====== GIVEN ENTRIES
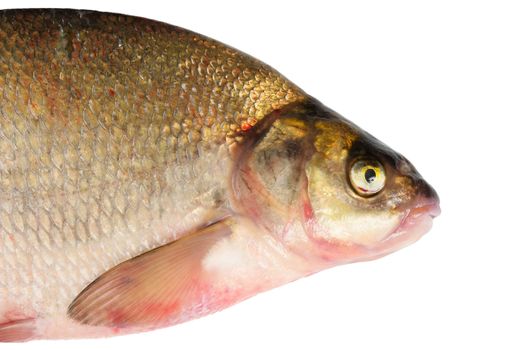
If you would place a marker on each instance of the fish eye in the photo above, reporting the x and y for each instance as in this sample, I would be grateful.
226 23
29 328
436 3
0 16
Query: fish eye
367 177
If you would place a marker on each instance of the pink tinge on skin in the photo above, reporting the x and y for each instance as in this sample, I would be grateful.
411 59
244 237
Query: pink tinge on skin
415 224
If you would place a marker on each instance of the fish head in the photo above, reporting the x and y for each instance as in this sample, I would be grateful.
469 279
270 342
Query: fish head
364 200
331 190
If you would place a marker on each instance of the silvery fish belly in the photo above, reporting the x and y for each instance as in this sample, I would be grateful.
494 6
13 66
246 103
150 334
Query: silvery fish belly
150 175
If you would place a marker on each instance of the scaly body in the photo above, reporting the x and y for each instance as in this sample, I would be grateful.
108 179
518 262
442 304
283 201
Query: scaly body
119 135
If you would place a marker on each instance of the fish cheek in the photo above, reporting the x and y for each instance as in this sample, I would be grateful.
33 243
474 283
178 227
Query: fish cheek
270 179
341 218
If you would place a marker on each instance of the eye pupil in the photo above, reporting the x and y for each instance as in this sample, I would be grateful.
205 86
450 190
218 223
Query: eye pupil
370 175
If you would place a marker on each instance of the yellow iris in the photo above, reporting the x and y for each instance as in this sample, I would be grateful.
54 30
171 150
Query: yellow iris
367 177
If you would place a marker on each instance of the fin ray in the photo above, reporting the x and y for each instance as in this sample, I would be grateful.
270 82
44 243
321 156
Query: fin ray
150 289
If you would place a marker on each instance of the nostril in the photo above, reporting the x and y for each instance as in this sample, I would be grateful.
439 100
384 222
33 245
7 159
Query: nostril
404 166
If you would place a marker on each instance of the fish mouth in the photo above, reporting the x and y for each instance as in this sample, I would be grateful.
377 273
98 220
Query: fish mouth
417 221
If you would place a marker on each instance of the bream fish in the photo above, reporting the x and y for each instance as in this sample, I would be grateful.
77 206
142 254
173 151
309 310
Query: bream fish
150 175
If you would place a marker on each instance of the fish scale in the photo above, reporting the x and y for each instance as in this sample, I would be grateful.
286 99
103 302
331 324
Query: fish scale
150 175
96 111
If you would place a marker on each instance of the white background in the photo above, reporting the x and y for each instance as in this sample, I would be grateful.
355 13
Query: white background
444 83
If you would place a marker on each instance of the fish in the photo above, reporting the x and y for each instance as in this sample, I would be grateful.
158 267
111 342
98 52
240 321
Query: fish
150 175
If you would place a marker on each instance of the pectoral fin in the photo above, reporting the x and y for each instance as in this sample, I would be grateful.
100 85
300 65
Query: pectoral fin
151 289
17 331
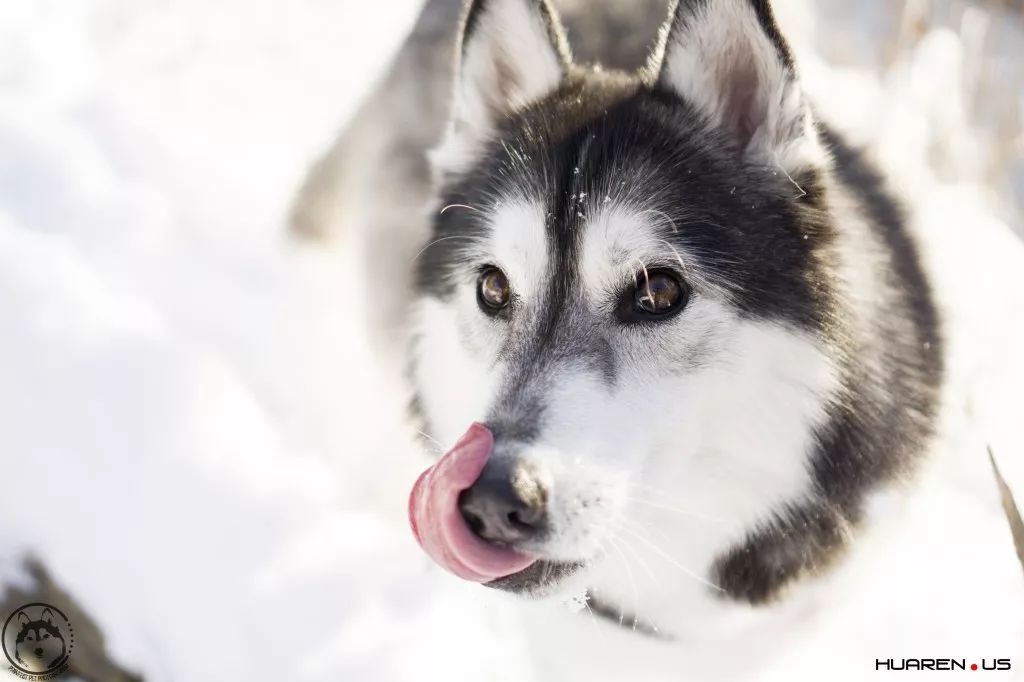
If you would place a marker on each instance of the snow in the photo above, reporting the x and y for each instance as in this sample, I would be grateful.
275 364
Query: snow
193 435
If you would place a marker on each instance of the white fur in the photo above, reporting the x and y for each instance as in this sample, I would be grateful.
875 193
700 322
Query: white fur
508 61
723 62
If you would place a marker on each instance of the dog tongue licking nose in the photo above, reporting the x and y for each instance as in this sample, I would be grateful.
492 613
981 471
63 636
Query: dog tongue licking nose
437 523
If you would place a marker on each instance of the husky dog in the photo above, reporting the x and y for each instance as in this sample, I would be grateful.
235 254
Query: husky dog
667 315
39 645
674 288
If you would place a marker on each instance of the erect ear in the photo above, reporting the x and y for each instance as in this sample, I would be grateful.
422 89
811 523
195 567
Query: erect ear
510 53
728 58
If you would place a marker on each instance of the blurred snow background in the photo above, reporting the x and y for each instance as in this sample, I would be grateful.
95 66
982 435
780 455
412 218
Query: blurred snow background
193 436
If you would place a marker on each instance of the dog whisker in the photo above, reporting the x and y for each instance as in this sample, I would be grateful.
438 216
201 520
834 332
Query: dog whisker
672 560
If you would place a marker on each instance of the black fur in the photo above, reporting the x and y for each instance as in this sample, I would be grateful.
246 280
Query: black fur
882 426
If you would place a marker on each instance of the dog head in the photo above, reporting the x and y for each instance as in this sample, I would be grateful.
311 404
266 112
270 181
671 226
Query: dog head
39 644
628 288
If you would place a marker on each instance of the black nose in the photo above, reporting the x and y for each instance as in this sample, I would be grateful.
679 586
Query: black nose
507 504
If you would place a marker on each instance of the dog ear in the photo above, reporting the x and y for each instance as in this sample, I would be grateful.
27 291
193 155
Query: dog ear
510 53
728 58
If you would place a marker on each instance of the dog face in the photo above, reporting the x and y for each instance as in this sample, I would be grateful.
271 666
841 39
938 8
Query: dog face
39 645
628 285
============
Reproduce all the entries above exactly. Include no images.

# TASK ANSWER
If you would place a marker on each instance of the fish eye in the photo above, reporting the x and y for each instance as in this sample, I would be grateful.
226 23
29 328
436 3
0 16
Query: fish eye
367 177
If you would place a marker on each instance of the pink tinge on skin in the photo above, reporting the x and y for each instance as in this sample, I would be grateful.
411 59
244 237
Query: pink tinge on skin
415 224
If you would place a marker on each instance of the fish head in the photo above, reporting the x and y for each instance as in this sample, I would be grateful.
469 279
270 342
Query: fish head
364 200
331 190
If you would place a marker on each instance of the silvery fish belly in the photo above, reporting the x and y for each instance as in this sample, I would be grateful.
494 6
13 66
246 103
150 334
Query: silvery fish belly
150 175
If you would place a marker on each instance of the scaly body in the photo above, reporting the x and y for each instance as in this sample, I would be grateful.
108 179
518 262
442 304
283 201
Query: scaly body
119 135
If you would place a marker on each instance of the fish cheek in the photo above, reporting the x and y for each instance as in this sample, I would be grateful.
33 243
474 283
178 227
Query: fish cheek
270 179
341 218
If you would place a marker on each instance of the eye pupil in the photo above, reporting the x and y for each instance as in this sample, I would be grateful.
205 86
450 190
218 223
Query: eye pupil
370 175
If you would place a marker on each instance of the yellow iris in the photo above, reporting the x and y for each instance as in this sample, I would be grateful.
54 30
171 150
Query: yellow iris
367 177
If you would place a marker on each instance of the fin ray in the photo above, reporting the x and y for each instance as in this sample, I would be grateful.
270 82
44 243
321 156
Query: fin ray
150 289
If you would place a marker on each instance of the nostril in the photo above, reporting the x and y for each instance as in this sample, I would be grateful.
439 100
384 222
33 245
7 159
Query: nostril
404 166
If you would place a marker on each instance of the fish mouth in the photo above, reporting the x and y for each instance as in this sample, I would be grateful.
377 273
98 220
Query: fish mouth
417 221
If you would place a marker on each instance of the bream fish in the photo above, reporting the x and y for each instance as in this sample, I would be grateful.
77 206
142 254
173 151
309 310
Query: bream fish
150 175
If you would place a marker on each instance of the fish scale in the photo above, reporting the x and y for each instance as in this sample, I would be grateful.
286 99
103 302
331 324
Query: fish scale
150 175
96 111
If you would place a marker on each instance of the white background in the photo above, reporting the x and y for each instance as in this sample, I would be grateful.
355 13
Query: white background
444 83
If you would place a marker on each instance of the fish in the photo above, reporting the x and y for each instance as in this sample, I would be grateful.
158 267
111 342
98 52
240 321
Query: fish
150 175
If you would place a marker on each instance of the pectoral fin in the photo above, reporting the x and y for each instance as in this sample, I would be grateful.
100 85
300 65
Query: pectoral fin
151 289
17 331
If you would place a marker on each instance of the snow in the photo above, reporting the x and y for each instance as in this sample, I would be grateful.
275 364
Query: snow
193 435
If you would place a marker on each instance of the white fur in the photo above, reporting the x and y for each instance as in this sample, I would be grateful.
875 193
700 322
Query: white fur
508 61
723 62
If you would place a marker on each instance of the dog tongue licking nose in the photo above, reporting the x and y for each instance as in this sample, I would be grateful.
492 613
981 471
63 636
Query: dog tongue licking nose
437 523
If you would place a marker on each instance of the husky dog in the photo above, reporting the x and y for each instance as in this sample, I would be grateful.
235 254
Query: husky dog
667 315
39 645
674 288
If you would place a marker on each instance of the erect ear in the photo above, reporting the x and y for each instance as in this sample, I would be grateful.
422 89
811 523
195 567
Query: erect ear
510 53
728 58
If you would place a marker on each instance of the blurred snow background in the photo above, reporting the x and y for each instance as in this sample, I would be grateful.
95 66
982 435
780 455
412 218
Query: blurred snow background
193 436
If you would place a marker on each instance of the dog whisker in the photo above, reporting the x and y for each instance as in this sample, I would be grateful.
438 216
201 520
834 332
Query: dog whisker
672 560
If you would place a marker on each instance of the black fur in the photo above, reporting the x and y for each instance as in this sample, I would be grateful.
246 280
Query: black fur
882 426
If you would place a marker on each instance of the dog head in the photo above, reporting the x and y for each instance as in this sample, I would be grateful.
311 404
266 112
270 181
671 226
Query: dog head
39 644
628 288
If you would place a marker on each instance of the black nose in the photo above, reporting the x and y for each instance as in this sample, I would be grateful.
679 586
Query: black nose
507 504
If you would place a marker on each instance of the dog ear in the photo above, reporting the x and y for each instance as in this sample, I would be grateful.
27 291
193 155
Query: dog ear
510 53
728 58
If you would place a marker on each instance of the dog face in the photo above, reporting the x and y for each instance as in this sample, I would be grateful.
271 666
841 39
938 8
Query: dog face
39 645
628 285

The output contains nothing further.